• [Dokumentabschnitt]
Der Internationale Gerichtshof (IGH) hatte Israel am Freitag verpflichtet,
den Militäreinsatz in Rafah unverzüglich zu beenden. Entscheidungen des
Weltgerichts sind bindend. Allerdings besitzen die UN-Richter keine Machtmittel,
um einen Staat zur Umsetzung zu zwingen.

Erstmals seit Monaten Raketenalarm in Tel Aviv

Am Sonntag hatte die Hamas erstmals seit vier Monaten wieder Raketen auf den Großraum Tel Aviv gefeuert - nach Armeeangaben handelte es sich um acht
Geschosse, die aus Rafah abgefeuert wurden. Die Raketenabwehr habe einige davon
abfangen können. Im Stadtzentrum von Tel Aviv waren mehrere Explosionen zu
hören. In mehreren Städten im Großraum der Küstenmetropole gab es ebenfalls
Raketenalarm. Der militärische Hamas-Arm reklamierte die Angriffe für sich. Zwei
Frauen wurden nach Angaben von Sanitätern leicht verletzt, als sie in
Schutzräume eilten. Zuletzt war Tel Aviv am 29. Januar mit Raketen aus dem
Gazastreifen angegriffen worden.

Am Sonntagabend begleiteten dann mehrere tausend Menschen in Tel Aviv den
Beerdigungszug einer israelischen Geisel, deren Leiche israelische Soldaten
vergangene Woche im Gazastreifen geborgen hatten. Der zweifache Vater hatte am
7. Oktober vergangenen Jahres das Supernova-Musikfestival besucht und war dort
während des beispiellosen Massakers der Hamas und anderer Terroristen in die
Fänge der Islamisten geraten. Seine Familie lud die Öffentlichkeit ein, mit der
Teilnahme an der Trauerprozession still für die Rückkehr aller Geiseln zu
demonstrieren.

• [Datensatzauszug]
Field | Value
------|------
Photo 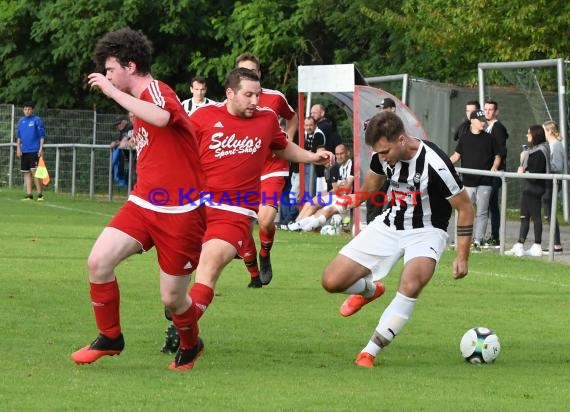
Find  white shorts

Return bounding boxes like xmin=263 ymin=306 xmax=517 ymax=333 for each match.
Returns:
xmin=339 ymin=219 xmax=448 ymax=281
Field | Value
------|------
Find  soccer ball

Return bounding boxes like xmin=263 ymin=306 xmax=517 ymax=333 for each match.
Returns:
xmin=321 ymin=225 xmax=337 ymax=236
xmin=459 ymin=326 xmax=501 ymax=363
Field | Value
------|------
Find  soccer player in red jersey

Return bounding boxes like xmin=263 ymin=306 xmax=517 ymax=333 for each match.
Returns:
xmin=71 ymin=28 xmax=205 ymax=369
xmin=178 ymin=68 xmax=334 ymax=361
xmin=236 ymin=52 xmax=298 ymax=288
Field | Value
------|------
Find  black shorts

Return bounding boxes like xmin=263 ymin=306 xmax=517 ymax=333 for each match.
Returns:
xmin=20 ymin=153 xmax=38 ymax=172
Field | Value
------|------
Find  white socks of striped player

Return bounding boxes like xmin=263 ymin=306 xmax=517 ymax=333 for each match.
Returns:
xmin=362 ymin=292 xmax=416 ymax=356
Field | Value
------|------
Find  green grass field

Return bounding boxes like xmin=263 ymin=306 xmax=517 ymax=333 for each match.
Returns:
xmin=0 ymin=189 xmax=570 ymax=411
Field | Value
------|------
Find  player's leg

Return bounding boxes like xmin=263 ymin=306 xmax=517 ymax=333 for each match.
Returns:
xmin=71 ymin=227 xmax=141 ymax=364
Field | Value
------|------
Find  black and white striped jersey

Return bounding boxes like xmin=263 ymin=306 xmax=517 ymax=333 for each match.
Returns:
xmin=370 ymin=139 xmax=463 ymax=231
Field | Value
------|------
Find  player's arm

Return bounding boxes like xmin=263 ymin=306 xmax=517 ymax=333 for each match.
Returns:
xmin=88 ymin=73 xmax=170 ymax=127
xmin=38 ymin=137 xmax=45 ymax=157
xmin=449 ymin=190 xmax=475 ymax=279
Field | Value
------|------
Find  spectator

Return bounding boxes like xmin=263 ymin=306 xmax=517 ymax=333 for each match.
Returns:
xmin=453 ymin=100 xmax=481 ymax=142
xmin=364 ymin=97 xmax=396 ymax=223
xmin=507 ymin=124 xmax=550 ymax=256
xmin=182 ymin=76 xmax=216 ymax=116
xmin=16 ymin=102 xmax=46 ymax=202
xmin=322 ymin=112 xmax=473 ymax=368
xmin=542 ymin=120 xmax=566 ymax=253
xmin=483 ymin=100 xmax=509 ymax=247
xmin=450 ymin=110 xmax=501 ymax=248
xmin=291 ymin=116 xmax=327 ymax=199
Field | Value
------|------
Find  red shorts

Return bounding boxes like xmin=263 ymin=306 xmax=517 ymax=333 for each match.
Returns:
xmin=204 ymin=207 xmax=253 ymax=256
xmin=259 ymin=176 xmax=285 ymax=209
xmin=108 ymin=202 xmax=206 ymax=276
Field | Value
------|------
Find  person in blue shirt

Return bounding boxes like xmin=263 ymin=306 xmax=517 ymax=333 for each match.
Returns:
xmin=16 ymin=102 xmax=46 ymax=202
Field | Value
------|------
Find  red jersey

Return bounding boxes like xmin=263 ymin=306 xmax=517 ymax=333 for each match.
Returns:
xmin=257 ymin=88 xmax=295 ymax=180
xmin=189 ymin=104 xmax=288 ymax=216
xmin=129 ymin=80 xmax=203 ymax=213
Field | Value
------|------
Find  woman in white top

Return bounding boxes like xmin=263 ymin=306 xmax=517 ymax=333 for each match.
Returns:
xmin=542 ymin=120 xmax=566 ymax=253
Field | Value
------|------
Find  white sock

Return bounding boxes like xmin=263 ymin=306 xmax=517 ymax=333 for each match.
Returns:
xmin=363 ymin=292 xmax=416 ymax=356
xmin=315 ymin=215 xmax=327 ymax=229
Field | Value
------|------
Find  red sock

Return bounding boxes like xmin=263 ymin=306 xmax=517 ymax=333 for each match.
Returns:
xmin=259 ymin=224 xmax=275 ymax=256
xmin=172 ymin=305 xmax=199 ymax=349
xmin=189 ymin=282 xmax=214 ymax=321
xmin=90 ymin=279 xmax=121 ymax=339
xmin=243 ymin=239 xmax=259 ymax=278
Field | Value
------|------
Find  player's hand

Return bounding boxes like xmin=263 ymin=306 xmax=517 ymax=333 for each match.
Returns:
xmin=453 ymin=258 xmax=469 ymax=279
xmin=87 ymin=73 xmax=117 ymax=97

---

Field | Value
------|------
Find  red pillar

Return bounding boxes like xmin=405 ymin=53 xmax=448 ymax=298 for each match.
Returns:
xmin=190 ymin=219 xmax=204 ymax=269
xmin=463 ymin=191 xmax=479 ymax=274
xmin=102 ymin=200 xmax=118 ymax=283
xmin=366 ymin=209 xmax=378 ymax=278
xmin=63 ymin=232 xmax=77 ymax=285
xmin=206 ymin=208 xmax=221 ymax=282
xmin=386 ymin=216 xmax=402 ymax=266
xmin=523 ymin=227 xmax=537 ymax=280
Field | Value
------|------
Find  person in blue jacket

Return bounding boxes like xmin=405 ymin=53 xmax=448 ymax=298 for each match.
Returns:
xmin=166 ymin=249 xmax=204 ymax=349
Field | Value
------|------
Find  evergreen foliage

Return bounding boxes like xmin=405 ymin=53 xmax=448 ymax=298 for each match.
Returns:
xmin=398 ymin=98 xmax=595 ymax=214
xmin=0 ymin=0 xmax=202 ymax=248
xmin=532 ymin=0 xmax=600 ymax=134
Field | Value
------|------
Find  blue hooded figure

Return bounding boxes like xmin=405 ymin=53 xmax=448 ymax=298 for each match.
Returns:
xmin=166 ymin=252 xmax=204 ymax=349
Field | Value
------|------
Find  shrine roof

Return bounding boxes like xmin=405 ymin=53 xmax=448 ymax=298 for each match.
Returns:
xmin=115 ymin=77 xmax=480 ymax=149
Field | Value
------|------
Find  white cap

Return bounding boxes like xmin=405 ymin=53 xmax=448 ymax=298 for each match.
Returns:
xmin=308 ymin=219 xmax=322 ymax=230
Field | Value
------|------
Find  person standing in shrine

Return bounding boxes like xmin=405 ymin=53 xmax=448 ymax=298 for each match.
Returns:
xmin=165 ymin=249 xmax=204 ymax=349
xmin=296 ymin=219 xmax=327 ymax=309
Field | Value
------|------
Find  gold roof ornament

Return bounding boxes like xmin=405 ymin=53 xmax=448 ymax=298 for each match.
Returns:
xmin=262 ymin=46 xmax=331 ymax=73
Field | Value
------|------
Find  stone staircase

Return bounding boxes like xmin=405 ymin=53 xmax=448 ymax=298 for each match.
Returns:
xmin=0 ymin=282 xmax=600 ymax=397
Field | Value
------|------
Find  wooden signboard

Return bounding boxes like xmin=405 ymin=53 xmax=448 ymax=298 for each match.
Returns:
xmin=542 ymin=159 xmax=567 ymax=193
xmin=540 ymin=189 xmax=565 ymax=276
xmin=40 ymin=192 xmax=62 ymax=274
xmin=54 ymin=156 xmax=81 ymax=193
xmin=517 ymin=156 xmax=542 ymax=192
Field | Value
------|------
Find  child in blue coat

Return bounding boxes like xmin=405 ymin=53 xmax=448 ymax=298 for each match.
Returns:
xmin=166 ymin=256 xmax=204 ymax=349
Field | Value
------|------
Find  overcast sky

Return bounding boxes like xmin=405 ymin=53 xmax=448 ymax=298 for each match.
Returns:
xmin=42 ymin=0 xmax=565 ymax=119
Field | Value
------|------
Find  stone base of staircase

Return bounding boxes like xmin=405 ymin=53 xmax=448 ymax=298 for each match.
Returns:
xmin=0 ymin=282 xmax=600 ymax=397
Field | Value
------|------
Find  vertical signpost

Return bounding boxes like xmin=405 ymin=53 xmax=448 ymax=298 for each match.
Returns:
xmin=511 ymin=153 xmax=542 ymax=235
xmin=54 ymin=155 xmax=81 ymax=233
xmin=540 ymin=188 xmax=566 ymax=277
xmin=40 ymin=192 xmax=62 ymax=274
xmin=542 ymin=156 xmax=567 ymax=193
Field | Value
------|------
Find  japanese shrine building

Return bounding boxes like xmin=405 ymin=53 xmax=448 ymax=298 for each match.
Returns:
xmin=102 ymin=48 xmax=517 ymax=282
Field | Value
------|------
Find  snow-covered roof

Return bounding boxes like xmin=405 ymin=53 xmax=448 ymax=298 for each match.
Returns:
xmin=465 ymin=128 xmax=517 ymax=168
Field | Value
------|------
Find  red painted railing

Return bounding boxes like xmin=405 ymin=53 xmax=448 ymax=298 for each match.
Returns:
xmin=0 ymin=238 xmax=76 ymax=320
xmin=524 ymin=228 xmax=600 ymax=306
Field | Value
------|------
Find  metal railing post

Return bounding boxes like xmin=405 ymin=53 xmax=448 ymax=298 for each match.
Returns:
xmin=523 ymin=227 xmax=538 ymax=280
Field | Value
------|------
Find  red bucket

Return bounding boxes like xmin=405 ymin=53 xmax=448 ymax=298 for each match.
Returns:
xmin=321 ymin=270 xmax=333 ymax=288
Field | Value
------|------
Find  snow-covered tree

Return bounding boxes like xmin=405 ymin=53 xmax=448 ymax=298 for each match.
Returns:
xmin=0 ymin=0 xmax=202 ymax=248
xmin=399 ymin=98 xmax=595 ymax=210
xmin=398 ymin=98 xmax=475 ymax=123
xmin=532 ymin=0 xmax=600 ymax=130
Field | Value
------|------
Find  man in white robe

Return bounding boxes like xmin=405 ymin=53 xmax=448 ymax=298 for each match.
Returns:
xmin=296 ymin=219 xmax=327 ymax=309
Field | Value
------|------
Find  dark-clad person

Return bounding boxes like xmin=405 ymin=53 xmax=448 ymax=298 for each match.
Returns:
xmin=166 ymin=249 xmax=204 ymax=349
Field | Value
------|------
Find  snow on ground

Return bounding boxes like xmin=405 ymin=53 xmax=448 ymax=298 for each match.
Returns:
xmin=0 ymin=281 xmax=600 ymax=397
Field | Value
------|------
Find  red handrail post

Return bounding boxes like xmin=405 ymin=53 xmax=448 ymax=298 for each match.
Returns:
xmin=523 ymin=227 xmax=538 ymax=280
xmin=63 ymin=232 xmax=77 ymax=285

• [Kurze Aufgabe] Wiederhole den Dokumentabschnitt oben vollständig und Wort für Wort.

• [Lösung der Aufgabe]
Der Internationale Gerichtshof (IGH) hatte Israel am Freitag verpflichtet,
den Militäreinsatz in Rafah unverzüglich zu beenden. Entscheidungen des
Weltgerichts sind bindend. Allerdings besitzen die UN-Richter keine Machtmittel,
um einen Staat zur Umsetzung zu zwingen.

Erstmals seit Monaten Raketenalarm in Tel Aviv

Am Sonntag hatte die Hamas erstmals seit vier Monaten wieder Raketen auf den Großraum Tel Aviv gefeuert - nach Armeeangaben handelte es sich um acht
Geschosse, die aus Rafah abgefeuert wurden. Die Raketenabwehr habe einige davon
abfangen können. Im Stadtzentrum von Tel Aviv waren mehrere Explosionen zu
hören. In mehreren Städten im Großraum der Küstenmetropole gab es ebenfalls
Raketenalarm. Der militärische Hamas-Arm reklamierte die Angriffe für sich. Zwei
Frauen wurden nach Angaben von Sanitätern leicht verletzt, als sie in
Schutzräume eilten. Zuletzt war Tel Aviv am 29. Januar mit Raketen aus dem
Gazastreifen angegriffen worden.

Am Sonntagabend begleiteten dann mehrere tausend Menschen in Tel Aviv den
Beerdigungszug einer israelischen Geisel, deren Leiche israelische Soldaten
vergangene Woche im Gazastreifen geborgen hatten. Der zweifache Vater hatte am
7. Oktober vergangenen Jahres das Supernova-Musikfestival besucht und war dort
während des beispiellosen Massakers der Hamas und anderer Terroristen in die
Fänge der Islamisten geraten. Seine Familie lud die Öffentlichkeit ein, mit der
Teilnahme an der Trauerprozession still für die Rückkehr aller Geiseln zu
demonstrieren.